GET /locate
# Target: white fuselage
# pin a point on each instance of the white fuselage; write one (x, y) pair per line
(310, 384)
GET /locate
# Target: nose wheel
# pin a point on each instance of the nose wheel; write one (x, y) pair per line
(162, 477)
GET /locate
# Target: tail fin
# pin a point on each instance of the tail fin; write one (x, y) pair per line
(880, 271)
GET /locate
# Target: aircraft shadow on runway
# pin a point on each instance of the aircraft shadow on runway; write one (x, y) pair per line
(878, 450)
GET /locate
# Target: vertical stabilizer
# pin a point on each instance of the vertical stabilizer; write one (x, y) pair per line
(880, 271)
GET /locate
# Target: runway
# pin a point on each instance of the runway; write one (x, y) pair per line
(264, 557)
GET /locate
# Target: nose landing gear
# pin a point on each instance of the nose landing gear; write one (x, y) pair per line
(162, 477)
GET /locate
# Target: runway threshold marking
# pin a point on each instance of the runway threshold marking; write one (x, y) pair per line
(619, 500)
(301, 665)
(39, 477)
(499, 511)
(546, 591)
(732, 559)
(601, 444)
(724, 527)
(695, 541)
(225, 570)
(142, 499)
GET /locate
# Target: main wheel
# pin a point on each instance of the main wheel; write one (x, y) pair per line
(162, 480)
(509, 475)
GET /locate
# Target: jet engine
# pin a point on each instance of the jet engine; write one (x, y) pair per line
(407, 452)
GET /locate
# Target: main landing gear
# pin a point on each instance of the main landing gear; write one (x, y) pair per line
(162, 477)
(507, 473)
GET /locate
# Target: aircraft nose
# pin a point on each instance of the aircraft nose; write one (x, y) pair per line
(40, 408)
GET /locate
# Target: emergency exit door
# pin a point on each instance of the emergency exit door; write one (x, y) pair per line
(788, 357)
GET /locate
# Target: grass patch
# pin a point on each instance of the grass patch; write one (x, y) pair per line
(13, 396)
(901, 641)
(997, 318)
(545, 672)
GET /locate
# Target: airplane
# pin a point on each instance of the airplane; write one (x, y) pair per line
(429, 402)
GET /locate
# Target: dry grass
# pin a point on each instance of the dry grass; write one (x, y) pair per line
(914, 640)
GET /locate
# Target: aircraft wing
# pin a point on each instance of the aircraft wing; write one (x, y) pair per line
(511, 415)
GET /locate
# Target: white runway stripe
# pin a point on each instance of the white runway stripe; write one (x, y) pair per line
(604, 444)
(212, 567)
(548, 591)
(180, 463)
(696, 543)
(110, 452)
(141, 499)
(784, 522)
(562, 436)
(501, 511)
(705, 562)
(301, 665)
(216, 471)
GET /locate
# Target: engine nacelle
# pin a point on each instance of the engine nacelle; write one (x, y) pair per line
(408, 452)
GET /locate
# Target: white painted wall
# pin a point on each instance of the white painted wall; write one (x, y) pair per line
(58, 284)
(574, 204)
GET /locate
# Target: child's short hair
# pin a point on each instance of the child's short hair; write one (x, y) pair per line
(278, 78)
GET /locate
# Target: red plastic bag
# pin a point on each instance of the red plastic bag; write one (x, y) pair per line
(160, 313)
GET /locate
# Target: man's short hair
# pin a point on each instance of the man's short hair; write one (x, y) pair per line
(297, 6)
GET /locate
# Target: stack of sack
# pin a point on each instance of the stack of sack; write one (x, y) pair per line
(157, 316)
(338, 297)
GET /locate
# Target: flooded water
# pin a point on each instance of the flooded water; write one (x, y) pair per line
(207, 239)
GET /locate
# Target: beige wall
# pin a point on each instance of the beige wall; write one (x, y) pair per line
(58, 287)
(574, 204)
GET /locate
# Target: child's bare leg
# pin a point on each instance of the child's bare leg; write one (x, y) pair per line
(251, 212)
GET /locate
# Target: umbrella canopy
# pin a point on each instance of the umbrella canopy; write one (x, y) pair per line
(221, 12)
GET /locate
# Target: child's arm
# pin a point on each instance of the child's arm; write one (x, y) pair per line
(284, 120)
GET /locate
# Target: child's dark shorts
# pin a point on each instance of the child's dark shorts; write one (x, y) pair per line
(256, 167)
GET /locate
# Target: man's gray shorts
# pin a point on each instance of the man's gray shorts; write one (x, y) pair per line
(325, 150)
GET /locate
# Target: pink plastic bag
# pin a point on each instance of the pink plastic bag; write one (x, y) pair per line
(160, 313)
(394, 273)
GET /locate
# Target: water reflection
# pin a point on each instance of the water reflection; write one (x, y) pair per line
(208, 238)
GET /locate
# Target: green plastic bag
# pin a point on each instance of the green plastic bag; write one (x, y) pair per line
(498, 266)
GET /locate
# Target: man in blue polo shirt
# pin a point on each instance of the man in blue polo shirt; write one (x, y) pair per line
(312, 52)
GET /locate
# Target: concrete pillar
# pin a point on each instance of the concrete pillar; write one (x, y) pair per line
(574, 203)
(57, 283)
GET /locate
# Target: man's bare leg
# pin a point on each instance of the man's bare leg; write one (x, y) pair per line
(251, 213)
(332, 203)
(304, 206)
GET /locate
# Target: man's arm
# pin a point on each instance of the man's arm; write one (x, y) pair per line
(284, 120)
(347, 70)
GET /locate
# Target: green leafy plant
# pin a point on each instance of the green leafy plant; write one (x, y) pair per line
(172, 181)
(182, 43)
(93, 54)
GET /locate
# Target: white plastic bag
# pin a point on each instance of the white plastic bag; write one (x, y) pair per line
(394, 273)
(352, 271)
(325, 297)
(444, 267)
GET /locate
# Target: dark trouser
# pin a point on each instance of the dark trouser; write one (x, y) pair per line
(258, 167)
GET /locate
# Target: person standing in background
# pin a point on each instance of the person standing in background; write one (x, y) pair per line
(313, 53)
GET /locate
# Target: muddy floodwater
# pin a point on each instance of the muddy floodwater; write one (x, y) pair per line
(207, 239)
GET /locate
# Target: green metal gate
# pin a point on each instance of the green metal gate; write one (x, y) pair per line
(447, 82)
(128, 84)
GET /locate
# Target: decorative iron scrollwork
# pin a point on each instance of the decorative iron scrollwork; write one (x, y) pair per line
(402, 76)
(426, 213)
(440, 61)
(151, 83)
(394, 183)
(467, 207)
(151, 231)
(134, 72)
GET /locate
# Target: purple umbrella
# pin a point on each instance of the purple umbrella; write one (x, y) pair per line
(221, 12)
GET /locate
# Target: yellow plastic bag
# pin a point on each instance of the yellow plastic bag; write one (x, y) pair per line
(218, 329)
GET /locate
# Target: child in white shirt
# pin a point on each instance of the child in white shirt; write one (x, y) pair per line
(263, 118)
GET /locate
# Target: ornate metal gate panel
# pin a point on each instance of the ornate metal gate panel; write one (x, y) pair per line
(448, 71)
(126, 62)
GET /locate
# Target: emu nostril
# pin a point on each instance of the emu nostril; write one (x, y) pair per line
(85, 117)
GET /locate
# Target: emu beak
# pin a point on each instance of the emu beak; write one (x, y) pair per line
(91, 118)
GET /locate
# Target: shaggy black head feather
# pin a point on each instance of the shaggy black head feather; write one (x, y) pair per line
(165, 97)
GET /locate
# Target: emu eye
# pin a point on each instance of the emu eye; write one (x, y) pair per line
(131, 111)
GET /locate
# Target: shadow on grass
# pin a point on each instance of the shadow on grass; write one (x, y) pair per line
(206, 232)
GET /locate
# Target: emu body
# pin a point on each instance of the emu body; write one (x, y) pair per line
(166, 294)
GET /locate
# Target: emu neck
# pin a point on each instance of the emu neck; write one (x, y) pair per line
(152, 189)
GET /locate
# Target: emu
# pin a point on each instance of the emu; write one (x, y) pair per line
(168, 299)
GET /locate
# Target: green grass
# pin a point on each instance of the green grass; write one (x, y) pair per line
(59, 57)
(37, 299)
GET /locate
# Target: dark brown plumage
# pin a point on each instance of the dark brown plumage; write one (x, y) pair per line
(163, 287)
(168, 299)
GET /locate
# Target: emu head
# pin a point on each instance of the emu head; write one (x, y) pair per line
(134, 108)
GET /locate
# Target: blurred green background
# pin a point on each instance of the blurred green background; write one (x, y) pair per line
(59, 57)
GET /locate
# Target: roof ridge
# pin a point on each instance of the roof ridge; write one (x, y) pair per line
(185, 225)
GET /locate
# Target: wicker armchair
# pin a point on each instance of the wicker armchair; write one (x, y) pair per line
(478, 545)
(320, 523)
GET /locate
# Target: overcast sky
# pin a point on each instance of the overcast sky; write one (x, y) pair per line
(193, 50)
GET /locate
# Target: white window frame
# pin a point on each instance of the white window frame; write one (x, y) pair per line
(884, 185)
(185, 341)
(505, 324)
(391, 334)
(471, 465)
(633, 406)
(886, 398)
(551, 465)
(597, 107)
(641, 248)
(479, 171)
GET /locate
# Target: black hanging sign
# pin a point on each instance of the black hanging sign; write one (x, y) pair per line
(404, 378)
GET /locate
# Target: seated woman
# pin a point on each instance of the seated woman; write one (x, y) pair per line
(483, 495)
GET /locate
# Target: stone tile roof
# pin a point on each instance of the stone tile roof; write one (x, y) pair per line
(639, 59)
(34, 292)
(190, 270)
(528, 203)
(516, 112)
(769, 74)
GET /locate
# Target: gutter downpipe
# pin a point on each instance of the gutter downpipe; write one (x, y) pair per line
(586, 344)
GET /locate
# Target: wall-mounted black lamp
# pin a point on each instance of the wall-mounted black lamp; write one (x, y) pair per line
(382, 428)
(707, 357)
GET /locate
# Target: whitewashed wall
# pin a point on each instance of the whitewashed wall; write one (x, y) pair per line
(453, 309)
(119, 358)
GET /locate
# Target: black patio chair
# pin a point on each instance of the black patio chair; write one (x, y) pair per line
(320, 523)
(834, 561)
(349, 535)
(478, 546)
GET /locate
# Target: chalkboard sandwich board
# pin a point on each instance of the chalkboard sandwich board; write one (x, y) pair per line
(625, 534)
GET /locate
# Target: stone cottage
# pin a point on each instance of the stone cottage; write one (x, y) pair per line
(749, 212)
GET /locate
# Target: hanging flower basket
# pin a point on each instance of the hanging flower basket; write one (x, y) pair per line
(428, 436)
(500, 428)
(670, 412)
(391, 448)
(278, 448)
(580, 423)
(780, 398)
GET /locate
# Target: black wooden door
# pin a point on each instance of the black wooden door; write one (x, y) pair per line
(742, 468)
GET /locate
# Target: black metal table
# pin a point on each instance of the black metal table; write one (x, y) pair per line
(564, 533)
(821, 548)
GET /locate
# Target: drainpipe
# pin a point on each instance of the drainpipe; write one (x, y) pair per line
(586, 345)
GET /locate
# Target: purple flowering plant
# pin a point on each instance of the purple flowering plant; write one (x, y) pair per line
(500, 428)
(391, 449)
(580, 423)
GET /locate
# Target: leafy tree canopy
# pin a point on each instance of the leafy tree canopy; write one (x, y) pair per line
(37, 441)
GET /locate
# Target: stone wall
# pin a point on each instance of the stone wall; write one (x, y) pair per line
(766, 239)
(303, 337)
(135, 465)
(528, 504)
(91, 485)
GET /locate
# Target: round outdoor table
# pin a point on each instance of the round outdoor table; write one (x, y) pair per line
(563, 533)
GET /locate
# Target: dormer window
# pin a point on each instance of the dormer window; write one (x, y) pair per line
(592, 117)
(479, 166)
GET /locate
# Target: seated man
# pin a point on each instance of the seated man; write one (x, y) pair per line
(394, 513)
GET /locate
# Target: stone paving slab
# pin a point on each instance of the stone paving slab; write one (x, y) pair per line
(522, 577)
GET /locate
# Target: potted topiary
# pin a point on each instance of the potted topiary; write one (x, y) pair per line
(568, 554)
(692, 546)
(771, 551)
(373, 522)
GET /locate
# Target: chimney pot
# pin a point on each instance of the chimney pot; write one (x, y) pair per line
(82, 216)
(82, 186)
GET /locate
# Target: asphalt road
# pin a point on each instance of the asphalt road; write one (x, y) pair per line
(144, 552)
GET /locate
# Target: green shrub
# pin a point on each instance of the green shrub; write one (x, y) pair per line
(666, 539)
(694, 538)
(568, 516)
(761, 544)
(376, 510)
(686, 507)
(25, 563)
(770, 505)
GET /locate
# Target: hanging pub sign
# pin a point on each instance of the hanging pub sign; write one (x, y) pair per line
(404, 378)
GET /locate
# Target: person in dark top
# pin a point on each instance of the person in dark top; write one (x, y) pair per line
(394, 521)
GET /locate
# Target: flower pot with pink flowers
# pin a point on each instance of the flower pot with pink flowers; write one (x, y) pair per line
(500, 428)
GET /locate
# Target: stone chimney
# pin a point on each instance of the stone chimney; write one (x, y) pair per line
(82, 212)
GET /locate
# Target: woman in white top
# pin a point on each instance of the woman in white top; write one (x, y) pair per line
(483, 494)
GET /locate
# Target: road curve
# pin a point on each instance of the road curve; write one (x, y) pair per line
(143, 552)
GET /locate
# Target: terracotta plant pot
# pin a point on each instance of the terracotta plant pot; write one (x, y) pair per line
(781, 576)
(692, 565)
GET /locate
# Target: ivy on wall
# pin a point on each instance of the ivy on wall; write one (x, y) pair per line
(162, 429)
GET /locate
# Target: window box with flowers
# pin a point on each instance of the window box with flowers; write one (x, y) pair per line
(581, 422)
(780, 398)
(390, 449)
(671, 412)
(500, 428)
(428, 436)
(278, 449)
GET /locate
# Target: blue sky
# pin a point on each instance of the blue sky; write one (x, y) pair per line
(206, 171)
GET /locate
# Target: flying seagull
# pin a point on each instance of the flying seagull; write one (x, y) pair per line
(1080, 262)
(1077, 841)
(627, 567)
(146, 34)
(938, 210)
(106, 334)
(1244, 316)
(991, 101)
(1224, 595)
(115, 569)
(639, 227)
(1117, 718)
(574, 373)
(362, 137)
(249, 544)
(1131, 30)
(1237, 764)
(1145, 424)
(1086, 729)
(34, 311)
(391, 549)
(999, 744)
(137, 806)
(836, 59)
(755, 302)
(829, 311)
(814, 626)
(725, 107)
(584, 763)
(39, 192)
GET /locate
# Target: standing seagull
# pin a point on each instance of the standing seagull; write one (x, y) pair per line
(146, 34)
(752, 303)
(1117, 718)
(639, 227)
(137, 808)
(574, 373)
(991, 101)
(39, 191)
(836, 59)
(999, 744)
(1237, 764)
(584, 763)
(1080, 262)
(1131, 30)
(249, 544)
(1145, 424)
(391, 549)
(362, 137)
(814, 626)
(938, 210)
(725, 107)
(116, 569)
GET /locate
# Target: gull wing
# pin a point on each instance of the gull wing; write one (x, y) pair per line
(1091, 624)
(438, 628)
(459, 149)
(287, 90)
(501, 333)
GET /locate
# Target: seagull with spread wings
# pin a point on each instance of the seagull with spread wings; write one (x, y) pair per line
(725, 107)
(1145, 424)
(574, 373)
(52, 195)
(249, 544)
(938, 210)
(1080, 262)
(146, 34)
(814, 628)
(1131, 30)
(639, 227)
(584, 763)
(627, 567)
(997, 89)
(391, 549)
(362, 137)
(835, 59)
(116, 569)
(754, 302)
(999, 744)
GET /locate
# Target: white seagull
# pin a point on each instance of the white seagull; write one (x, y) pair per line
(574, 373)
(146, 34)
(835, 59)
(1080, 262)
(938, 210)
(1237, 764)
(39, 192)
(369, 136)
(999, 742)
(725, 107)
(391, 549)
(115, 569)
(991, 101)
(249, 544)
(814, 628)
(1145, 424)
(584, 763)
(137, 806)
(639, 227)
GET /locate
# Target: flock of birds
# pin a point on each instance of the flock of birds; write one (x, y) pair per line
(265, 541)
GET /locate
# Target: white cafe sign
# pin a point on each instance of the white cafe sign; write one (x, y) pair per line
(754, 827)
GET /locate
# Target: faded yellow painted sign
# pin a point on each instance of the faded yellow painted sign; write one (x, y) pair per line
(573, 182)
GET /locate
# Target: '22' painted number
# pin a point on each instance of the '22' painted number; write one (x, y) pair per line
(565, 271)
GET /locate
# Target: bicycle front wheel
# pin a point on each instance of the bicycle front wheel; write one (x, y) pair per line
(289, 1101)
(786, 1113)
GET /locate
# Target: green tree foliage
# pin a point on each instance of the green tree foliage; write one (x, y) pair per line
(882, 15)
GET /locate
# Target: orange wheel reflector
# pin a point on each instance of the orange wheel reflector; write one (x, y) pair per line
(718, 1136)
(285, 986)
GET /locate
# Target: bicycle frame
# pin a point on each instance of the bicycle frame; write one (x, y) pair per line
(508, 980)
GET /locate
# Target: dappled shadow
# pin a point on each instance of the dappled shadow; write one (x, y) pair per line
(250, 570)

______________________________

> _What to work on_:
Locate every line in the lines above that contains the string "gear" and copy each one out in full. Matching is case-sensitive.

> _Response to the exercise_:
# Target: nose landing gear
# pin a point on each instance of the nose landing gear; write one (x, y) pair per line
# Target: main landing gear
# pin a point on each instance of the main landing gear; write one (x, y) pair per line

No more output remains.